■ To do: Change "outline" to "boundary" in the stretch from the line containing "Annotate the sky" through the end of the records, and give that stretch again with nothing else altered. Leave the pictures out of the answer.

■ Supplied entries:
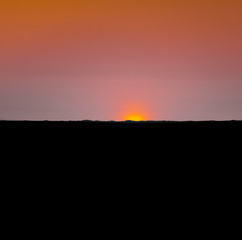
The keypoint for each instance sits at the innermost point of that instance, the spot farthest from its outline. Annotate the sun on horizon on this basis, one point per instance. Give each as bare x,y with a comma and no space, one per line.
134,117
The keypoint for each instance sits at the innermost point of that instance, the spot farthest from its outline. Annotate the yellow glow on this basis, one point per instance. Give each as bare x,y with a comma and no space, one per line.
134,118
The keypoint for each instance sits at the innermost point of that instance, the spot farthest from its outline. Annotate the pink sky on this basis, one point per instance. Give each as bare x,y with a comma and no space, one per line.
101,60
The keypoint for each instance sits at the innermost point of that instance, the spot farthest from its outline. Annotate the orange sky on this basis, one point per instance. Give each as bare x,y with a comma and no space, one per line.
170,59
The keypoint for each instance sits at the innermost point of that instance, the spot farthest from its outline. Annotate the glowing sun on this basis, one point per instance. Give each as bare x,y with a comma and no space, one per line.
134,117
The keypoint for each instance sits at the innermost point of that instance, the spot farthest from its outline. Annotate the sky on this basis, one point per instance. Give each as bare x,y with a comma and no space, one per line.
106,59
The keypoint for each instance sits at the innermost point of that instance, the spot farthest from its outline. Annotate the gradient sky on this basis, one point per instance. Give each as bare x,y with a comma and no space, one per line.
105,59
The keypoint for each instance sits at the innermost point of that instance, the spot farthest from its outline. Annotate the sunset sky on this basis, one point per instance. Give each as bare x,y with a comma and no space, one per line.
107,59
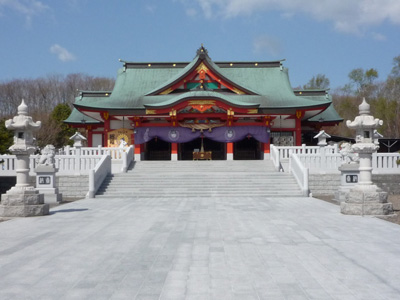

■ Solution below:
The keypoint for each instance sits at the innermost point of that instance, the spot farthest from its boundary. Annotate the sky on this basis, one point per instance. Give each as bare x,y with a comma and no space, one per line.
106,59
The keypoint for each instance sits at the innermost point of that instance, the spot farthest from its boundary. Annotate the gradient sky on this basis, one point per instance. Give each as bare x,y with a comma and no space, one per line.
105,59
The keypoint for each instance sits at the innermost point of that instance, the spot farthest from its boundary. Annotate the sunset sky on this basis, one point per instance. Give each as bare x,y with a comma and no space, one per line.
107,59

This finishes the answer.